--- begin Data lines ---

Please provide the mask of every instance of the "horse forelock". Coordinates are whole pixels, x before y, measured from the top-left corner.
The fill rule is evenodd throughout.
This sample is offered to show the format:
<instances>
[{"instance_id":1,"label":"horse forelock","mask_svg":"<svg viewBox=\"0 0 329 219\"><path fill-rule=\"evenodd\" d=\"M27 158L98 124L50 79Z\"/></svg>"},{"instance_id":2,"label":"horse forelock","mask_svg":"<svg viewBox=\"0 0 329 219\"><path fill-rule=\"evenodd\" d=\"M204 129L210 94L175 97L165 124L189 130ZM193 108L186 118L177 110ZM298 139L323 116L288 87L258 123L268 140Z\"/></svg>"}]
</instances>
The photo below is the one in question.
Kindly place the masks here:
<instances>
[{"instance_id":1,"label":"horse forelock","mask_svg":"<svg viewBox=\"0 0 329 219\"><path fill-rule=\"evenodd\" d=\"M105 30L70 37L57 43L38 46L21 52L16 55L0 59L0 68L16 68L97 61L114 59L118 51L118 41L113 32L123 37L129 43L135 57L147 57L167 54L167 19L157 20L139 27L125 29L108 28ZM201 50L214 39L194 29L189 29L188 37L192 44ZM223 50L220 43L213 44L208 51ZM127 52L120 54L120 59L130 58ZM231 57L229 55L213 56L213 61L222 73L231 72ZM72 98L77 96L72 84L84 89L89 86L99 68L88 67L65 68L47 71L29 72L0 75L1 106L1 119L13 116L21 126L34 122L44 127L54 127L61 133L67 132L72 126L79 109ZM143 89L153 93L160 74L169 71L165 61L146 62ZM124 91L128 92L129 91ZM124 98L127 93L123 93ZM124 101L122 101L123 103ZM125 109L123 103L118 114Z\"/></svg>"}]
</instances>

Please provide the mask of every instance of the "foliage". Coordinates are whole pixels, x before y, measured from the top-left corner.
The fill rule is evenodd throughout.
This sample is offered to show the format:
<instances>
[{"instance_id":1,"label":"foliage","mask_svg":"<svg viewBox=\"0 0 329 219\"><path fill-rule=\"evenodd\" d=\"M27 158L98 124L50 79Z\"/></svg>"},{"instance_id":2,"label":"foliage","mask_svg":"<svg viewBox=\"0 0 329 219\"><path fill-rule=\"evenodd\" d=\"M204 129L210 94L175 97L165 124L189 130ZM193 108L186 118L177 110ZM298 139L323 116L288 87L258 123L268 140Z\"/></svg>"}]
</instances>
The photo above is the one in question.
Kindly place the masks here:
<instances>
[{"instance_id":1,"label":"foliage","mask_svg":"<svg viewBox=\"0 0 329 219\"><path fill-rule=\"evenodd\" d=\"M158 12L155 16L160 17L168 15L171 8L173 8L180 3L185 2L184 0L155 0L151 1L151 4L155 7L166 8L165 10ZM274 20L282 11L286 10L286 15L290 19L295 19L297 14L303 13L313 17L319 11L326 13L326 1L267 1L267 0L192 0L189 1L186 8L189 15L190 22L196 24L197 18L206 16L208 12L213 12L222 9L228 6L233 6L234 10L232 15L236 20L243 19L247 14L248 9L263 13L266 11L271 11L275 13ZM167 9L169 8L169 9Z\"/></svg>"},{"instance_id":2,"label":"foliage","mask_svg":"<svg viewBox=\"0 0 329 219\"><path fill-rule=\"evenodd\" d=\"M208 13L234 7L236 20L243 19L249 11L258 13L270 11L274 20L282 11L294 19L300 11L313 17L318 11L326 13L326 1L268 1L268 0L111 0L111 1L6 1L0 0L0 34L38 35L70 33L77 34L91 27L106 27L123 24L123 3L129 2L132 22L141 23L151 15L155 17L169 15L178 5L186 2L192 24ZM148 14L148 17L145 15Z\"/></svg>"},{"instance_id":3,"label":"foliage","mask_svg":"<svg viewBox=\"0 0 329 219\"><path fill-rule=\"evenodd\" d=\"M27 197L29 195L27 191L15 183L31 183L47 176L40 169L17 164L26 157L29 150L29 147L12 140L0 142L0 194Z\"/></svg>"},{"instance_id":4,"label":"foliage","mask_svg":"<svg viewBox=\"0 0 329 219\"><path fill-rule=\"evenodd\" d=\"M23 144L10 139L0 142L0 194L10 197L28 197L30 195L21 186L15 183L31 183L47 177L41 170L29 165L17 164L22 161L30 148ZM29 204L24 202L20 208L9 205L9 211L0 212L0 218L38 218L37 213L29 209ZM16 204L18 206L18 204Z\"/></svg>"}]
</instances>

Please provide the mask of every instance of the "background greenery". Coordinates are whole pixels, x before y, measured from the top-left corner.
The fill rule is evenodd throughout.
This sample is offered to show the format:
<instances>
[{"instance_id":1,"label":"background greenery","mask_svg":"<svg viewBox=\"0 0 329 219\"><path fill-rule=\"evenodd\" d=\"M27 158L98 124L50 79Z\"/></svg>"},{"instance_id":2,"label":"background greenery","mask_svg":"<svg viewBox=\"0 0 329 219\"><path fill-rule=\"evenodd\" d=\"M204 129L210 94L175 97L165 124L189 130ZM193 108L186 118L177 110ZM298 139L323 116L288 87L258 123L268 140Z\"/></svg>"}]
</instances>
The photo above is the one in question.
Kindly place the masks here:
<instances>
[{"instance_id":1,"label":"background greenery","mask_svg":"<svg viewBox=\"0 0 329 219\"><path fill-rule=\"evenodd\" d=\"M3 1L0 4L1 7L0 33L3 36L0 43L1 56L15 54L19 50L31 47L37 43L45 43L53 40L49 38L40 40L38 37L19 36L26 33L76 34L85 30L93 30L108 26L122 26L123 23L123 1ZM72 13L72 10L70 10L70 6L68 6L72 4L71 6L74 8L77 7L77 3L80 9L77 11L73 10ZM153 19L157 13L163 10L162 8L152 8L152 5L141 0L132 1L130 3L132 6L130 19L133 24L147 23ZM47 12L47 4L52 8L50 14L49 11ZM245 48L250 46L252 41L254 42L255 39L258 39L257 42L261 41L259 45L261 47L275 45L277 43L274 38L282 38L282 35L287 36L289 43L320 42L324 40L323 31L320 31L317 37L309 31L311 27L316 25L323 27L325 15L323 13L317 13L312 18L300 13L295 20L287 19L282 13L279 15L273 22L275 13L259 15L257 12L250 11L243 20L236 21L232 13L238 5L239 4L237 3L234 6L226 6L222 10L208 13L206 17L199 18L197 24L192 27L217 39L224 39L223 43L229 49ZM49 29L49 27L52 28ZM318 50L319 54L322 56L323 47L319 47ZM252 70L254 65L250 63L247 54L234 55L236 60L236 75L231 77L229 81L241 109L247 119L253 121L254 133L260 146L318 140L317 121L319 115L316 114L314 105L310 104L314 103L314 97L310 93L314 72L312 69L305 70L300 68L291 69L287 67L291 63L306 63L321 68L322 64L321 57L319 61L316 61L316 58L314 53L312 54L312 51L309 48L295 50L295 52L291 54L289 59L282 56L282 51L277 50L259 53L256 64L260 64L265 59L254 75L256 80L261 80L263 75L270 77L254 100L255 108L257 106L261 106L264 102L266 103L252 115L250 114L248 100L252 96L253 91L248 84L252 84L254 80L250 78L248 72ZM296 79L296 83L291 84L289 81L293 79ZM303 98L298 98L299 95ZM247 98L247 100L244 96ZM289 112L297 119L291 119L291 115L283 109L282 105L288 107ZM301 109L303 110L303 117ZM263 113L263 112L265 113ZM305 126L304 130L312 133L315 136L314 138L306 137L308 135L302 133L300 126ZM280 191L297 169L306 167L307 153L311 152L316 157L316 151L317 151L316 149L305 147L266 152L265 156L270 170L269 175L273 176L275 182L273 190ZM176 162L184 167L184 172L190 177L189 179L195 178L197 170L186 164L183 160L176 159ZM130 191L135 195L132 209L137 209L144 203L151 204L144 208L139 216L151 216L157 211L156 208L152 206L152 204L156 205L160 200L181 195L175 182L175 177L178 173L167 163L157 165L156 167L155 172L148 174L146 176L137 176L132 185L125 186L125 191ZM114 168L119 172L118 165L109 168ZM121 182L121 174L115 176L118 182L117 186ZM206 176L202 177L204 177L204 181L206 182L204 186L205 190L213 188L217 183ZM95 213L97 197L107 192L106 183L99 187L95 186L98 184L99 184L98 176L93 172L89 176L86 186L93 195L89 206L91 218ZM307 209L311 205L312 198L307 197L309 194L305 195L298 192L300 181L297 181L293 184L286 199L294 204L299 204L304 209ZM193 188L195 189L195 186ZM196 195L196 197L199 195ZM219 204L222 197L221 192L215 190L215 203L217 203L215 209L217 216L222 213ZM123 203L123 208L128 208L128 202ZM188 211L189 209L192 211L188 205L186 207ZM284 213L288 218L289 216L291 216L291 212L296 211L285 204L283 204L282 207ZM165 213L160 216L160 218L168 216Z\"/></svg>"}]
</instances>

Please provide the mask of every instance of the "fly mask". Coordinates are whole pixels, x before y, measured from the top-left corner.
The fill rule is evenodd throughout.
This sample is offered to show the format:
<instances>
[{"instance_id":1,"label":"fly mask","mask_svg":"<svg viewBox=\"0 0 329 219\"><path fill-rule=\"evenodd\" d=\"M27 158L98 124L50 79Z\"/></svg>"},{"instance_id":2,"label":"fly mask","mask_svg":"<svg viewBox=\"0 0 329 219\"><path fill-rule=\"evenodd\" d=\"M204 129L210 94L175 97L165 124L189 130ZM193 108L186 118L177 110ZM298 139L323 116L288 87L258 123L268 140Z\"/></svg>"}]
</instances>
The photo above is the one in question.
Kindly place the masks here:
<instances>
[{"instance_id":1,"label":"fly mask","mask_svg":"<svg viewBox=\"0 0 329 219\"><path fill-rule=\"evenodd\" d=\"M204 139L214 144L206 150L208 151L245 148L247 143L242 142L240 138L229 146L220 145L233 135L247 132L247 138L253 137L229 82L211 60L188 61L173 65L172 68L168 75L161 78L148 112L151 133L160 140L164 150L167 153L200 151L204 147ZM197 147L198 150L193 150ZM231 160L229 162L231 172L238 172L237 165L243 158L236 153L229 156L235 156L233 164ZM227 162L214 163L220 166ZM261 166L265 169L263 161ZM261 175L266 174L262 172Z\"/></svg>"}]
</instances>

--- end Data lines ---

Rewrite the data from its first line through the line containing "The photo below is the one in question.", replacing "horse forelock" with "horse mane" and leaving all else the same.

Please provide the mask of every instance of the "horse mane". Coordinates are whole pixels, x before y, measured from the top-left corner.
The fill rule is evenodd throughout.
This sample is offered to show the format:
<instances>
[{"instance_id":1,"label":"horse mane","mask_svg":"<svg viewBox=\"0 0 329 219\"><path fill-rule=\"evenodd\" d=\"M27 158L98 124L50 79Z\"/></svg>"},{"instance_id":2,"label":"horse mane","mask_svg":"<svg viewBox=\"0 0 329 219\"><path fill-rule=\"evenodd\" d=\"M204 129L210 94L175 97L165 124L189 130ZM193 108L186 118L177 110ZM298 139L323 116L288 87L258 123L268 140Z\"/></svg>"}]
</instances>
The photo below is the one in question.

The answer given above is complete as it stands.